EXERCISE PROMPT –
Would you transcribe the line that holds "I need you to find where the red", plus every line beneath it through the end of the data, exactly and with nothing added?

EXCERPTED RECORDS section start

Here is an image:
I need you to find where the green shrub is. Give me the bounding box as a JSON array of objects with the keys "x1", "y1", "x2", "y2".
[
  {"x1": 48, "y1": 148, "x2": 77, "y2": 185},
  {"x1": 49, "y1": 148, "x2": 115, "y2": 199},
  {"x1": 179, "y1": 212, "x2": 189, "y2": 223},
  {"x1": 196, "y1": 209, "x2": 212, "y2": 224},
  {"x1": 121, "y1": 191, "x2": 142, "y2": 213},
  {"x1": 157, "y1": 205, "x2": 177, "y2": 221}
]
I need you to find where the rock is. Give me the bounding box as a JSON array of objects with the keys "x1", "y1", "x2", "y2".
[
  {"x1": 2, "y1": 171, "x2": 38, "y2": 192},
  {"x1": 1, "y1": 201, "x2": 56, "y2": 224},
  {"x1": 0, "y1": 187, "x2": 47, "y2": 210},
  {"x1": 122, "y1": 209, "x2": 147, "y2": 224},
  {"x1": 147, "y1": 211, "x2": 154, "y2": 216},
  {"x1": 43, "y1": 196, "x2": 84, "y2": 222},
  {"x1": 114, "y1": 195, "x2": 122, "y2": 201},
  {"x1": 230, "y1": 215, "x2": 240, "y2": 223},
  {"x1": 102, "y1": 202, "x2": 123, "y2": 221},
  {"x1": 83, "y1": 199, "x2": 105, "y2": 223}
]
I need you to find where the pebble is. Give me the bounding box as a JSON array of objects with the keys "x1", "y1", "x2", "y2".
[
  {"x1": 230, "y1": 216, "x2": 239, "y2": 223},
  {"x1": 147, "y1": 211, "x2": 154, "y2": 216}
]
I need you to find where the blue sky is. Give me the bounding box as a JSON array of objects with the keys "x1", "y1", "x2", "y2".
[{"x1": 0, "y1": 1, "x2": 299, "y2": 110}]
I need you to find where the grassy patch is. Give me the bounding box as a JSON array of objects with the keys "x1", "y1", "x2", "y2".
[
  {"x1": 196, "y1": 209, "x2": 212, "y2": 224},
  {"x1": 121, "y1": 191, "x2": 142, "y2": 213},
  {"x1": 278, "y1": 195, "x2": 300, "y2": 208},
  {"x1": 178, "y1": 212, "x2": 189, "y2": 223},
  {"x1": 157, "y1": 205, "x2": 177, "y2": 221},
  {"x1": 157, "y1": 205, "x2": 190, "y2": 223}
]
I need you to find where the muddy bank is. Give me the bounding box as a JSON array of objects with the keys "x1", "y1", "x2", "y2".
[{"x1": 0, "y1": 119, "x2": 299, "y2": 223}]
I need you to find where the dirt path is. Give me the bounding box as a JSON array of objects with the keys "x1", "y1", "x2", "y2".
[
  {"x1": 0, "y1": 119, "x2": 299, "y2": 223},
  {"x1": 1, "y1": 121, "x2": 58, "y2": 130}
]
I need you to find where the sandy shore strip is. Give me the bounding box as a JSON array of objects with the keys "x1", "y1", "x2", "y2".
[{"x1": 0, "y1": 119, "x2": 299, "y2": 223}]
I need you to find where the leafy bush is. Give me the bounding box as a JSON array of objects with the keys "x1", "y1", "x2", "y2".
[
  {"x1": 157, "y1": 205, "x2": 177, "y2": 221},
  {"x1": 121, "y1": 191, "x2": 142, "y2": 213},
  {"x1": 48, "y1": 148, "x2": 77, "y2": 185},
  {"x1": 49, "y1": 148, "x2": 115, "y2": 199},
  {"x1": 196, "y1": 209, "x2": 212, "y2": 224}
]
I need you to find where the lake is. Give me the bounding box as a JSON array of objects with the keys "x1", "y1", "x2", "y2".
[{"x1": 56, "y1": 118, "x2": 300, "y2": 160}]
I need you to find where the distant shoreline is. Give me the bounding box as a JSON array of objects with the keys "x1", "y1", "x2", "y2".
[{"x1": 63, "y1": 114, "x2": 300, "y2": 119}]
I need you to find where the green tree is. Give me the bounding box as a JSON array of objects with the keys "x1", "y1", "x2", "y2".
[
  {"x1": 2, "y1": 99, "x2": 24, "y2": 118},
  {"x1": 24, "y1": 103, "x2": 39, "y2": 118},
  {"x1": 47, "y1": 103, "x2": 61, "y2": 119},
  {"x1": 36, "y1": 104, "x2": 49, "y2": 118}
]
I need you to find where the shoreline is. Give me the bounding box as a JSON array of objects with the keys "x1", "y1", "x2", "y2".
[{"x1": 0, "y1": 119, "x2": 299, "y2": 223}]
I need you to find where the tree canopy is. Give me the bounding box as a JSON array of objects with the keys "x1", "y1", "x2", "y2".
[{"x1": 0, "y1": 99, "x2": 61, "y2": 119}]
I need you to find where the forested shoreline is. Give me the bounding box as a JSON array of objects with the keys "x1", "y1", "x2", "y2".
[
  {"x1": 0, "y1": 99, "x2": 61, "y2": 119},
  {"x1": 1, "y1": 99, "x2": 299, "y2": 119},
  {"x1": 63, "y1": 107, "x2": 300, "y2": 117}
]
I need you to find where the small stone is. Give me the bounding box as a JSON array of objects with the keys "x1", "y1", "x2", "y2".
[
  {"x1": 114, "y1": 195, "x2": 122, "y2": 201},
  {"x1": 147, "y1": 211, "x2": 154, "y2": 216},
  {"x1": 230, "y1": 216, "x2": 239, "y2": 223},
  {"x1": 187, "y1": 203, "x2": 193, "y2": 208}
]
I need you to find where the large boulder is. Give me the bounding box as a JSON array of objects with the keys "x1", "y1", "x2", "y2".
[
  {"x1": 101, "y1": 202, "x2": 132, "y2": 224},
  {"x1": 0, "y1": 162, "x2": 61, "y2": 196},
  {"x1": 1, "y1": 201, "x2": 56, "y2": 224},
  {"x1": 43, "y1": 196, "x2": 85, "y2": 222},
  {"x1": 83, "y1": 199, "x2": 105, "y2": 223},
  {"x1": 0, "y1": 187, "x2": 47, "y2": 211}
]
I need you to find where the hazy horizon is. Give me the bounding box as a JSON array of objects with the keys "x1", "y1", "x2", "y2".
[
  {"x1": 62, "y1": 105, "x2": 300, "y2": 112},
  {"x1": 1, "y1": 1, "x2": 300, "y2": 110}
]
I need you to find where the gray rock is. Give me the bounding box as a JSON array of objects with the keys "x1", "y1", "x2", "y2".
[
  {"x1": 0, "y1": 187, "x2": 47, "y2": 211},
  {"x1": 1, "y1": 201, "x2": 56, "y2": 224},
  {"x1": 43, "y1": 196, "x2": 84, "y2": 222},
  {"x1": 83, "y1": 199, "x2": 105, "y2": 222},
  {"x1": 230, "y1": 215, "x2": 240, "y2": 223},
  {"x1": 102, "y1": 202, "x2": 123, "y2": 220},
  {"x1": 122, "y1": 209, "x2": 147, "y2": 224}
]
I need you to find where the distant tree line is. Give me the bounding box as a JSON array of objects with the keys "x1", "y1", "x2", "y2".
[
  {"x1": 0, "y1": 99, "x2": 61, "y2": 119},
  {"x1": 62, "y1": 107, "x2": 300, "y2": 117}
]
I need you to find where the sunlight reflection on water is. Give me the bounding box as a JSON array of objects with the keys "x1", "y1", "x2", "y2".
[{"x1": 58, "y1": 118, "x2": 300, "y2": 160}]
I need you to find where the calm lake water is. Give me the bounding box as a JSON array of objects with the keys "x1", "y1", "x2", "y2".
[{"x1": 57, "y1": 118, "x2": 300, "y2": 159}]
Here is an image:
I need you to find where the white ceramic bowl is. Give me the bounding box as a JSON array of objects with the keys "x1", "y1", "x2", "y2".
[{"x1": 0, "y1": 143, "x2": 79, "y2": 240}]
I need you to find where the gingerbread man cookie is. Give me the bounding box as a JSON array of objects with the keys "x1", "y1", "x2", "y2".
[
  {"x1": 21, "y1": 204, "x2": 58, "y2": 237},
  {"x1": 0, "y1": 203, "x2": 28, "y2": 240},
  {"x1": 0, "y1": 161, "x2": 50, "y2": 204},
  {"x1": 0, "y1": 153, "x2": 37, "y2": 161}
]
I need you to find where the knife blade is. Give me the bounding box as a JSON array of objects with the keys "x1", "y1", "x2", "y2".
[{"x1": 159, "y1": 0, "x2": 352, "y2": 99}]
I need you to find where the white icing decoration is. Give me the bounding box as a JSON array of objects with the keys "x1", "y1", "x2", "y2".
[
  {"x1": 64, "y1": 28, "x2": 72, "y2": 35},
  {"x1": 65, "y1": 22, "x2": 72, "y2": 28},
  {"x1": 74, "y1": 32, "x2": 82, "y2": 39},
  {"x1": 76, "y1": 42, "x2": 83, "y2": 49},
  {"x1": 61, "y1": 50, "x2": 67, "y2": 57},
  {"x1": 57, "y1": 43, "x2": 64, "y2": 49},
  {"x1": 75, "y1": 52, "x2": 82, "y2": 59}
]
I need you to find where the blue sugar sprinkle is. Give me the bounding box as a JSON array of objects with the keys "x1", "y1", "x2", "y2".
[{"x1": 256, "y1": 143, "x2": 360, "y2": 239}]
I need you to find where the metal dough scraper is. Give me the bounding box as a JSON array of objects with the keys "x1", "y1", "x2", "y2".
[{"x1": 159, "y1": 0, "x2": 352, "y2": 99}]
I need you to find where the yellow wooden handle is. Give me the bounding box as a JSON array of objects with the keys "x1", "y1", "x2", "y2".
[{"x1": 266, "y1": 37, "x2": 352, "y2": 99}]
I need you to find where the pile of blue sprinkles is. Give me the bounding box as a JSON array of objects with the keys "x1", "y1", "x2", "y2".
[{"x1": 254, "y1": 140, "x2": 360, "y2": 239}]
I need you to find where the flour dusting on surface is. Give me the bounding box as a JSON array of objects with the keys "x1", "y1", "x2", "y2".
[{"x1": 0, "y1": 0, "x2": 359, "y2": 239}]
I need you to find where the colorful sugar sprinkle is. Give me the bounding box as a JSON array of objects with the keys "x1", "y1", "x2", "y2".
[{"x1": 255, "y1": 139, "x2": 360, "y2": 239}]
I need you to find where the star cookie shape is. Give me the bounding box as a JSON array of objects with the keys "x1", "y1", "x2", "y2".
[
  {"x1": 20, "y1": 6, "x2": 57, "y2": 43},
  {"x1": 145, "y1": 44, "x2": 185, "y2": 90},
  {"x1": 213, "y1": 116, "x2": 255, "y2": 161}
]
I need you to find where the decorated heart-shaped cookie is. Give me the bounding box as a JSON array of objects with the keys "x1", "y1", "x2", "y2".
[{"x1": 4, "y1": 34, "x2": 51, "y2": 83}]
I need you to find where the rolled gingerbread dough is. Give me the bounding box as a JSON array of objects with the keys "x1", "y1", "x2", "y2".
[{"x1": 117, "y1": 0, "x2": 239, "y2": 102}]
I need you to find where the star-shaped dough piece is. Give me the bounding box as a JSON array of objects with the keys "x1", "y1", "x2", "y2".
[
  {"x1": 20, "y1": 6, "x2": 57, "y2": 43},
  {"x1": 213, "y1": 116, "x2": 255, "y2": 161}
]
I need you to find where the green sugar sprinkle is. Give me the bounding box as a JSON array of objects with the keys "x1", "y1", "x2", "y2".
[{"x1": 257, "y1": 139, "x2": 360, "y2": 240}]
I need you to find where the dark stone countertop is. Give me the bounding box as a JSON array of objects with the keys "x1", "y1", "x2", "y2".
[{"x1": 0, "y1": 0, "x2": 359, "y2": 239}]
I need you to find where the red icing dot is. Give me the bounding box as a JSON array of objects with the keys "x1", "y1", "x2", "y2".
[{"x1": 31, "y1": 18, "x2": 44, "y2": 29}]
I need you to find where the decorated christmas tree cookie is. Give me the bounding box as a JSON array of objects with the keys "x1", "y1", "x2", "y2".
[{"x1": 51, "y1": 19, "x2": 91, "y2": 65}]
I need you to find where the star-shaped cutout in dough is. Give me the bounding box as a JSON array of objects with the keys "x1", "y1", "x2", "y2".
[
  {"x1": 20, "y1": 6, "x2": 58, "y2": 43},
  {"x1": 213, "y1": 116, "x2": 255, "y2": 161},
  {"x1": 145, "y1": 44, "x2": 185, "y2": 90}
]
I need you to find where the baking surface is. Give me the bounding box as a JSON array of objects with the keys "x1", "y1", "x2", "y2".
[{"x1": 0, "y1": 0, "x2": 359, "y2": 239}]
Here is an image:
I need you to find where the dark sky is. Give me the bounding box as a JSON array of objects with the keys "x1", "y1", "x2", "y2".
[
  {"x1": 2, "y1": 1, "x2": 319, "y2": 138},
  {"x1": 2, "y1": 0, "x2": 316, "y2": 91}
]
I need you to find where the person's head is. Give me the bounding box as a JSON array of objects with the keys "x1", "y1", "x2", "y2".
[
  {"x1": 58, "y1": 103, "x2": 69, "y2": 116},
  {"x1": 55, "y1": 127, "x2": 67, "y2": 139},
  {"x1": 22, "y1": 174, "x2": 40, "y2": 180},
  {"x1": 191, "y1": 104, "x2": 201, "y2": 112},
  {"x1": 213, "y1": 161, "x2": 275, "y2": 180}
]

EXCERPTED RECORDS section end

SOLUTION TO THIS EXERCISE –
I need you to find where the red icing dot is. Give me the bounding box as a JSON array of objects with the keys "x1", "y1", "x2", "y2".
[{"x1": 31, "y1": 18, "x2": 44, "y2": 29}]
I need you to find where the decorated christmas tree cookie is. Give me the bounding box as a JSON array of objects with the keys "x1", "y1", "x2", "y2".
[{"x1": 51, "y1": 19, "x2": 91, "y2": 65}]
I need you to find where the star-shaped cutout in dough is. Give me the bounding box as a JSON array of objects with the keys "x1", "y1", "x2", "y2".
[
  {"x1": 20, "y1": 6, "x2": 58, "y2": 43},
  {"x1": 213, "y1": 116, "x2": 255, "y2": 161},
  {"x1": 145, "y1": 44, "x2": 185, "y2": 90}
]
I need you to find where the baking surface is. Give me the bounding box as a JSON array of objects with the keys "x1", "y1", "x2", "y2".
[{"x1": 0, "y1": 0, "x2": 359, "y2": 239}]
Here is an image:
I need you to find where the dark sky is. Give me the bounding box as a JSON array of objects with the keys "x1", "y1", "x2", "y2".
[
  {"x1": 2, "y1": 1, "x2": 319, "y2": 138},
  {"x1": 2, "y1": 0, "x2": 316, "y2": 91}
]
I need you to find where the person's head is. Give me the bounding box as a JSON array of objects with the keys "x1", "y1", "x2", "y2".
[
  {"x1": 58, "y1": 103, "x2": 69, "y2": 116},
  {"x1": 55, "y1": 127, "x2": 67, "y2": 139},
  {"x1": 22, "y1": 174, "x2": 40, "y2": 180},
  {"x1": 191, "y1": 104, "x2": 201, "y2": 112},
  {"x1": 213, "y1": 161, "x2": 275, "y2": 180}
]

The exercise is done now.